EXERCISE AIM: The entries below should be transcribed exactly, every one of them.
((
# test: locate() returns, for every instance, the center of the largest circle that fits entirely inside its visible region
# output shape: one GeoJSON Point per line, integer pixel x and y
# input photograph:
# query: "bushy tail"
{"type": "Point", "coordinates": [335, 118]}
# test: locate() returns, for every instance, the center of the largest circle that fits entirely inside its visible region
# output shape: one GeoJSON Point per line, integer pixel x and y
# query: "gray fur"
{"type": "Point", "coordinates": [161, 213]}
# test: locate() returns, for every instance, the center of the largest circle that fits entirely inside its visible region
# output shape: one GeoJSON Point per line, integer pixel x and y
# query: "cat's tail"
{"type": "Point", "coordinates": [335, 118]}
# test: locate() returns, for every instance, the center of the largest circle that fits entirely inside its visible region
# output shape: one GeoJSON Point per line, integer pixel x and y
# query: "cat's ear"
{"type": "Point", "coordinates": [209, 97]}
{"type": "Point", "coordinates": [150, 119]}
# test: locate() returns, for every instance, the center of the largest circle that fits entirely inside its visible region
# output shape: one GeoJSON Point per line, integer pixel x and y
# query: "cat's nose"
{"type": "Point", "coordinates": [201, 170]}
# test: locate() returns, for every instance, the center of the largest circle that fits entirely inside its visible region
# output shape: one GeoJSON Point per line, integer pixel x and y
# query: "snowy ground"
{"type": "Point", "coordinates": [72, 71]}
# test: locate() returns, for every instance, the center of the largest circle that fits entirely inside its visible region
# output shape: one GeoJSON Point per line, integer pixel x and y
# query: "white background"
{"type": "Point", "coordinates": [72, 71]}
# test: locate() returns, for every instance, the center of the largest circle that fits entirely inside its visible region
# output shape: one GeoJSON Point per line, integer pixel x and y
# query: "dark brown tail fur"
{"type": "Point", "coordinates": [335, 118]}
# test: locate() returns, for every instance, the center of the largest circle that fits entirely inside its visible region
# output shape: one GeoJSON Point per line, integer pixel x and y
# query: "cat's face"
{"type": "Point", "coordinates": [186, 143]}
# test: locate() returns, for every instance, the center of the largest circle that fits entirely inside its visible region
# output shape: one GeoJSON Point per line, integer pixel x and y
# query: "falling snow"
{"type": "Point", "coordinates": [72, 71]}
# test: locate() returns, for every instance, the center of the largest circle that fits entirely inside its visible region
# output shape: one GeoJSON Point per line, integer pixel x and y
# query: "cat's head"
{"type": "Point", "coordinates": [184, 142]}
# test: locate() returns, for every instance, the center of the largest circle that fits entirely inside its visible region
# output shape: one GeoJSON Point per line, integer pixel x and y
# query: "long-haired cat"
))
OUTPUT BELOW:
# test: locate() returns, for every instance, the center of the largest circle that fits entirely inside its visible region
# output shape: one GeoJSON Point per line, integer pixel x and y
# input photograph:
# query: "bushy tail"
{"type": "Point", "coordinates": [335, 118]}
# test: locate() returns, for every instance, the center of the largest circle that fits entirely inside its visible region
# output shape: one GeoJSON Point per line, integer pixel x and y
# query: "gray fur"
{"type": "Point", "coordinates": [161, 213]}
# test: locate() returns, for every instance, the center of the largest circle that fits entirely inside its visible region
# output shape: one GeoJSON Point per line, integer pixel x and y
# query: "cat's tail"
{"type": "Point", "coordinates": [335, 118]}
# test: locate() returns, for every instance, the center of the largest circle that fits entirely inside its visible region
# output shape: one GeoJSON Point per line, integer pixel x and y
# query: "cat's ear"
{"type": "Point", "coordinates": [209, 97]}
{"type": "Point", "coordinates": [150, 119]}
# test: locate() returns, for every instance, the center of the largest circle that fits entirely inside its visible region
# output shape: one GeoJSON Point per line, integer pixel x and y
# query: "cat's nose"
{"type": "Point", "coordinates": [201, 170]}
# test: locate() returns, for every instance, the center of the largest circle that fits entirely inside its visible region
# output shape: one GeoJSON Point per line, integer pixel x and y
# query: "snowy ground"
{"type": "Point", "coordinates": [72, 71]}
# test: locate() returns, for every instance, the center of the largest circle that fits entirely inside its visible region
# output shape: one GeoJSON Point per line, integer pixel x and y
# query: "white background"
{"type": "Point", "coordinates": [72, 71]}
# test: locate() returns, for every instance, the center of the largest circle that fits entirely inside its visible region
# output shape: one GeoJSON Point per line, integer pixel x and y
# query: "dark brown tail fur"
{"type": "Point", "coordinates": [335, 118]}
# test: locate() returns, for every instance, the center of the largest circle that fits entirely inside its visible region
# output shape: one GeoJSON Point per line, integer pixel x and y
# query: "cat's face"
{"type": "Point", "coordinates": [186, 143]}
# test: locate() returns, for every instance, the center of the largest circle that fits entirely inside its visible region
# output shape: one GeoJSON Point per line, integer pixel x and y
# query: "falling snow"
{"type": "Point", "coordinates": [72, 71]}
# test: locate() returns, for every instance, the center of the largest circle that fits entirely inside its visible region
# output shape: one GeoJSON Point per line, integer pixel x and y
# query: "cat's head"
{"type": "Point", "coordinates": [184, 142]}
# test: locate() returns, for every instance, the center of the largest circle that fits entirely inside its visible region
# output shape: one GeoJSON Point per line, integer pixel x and y
# query: "long-haired cat"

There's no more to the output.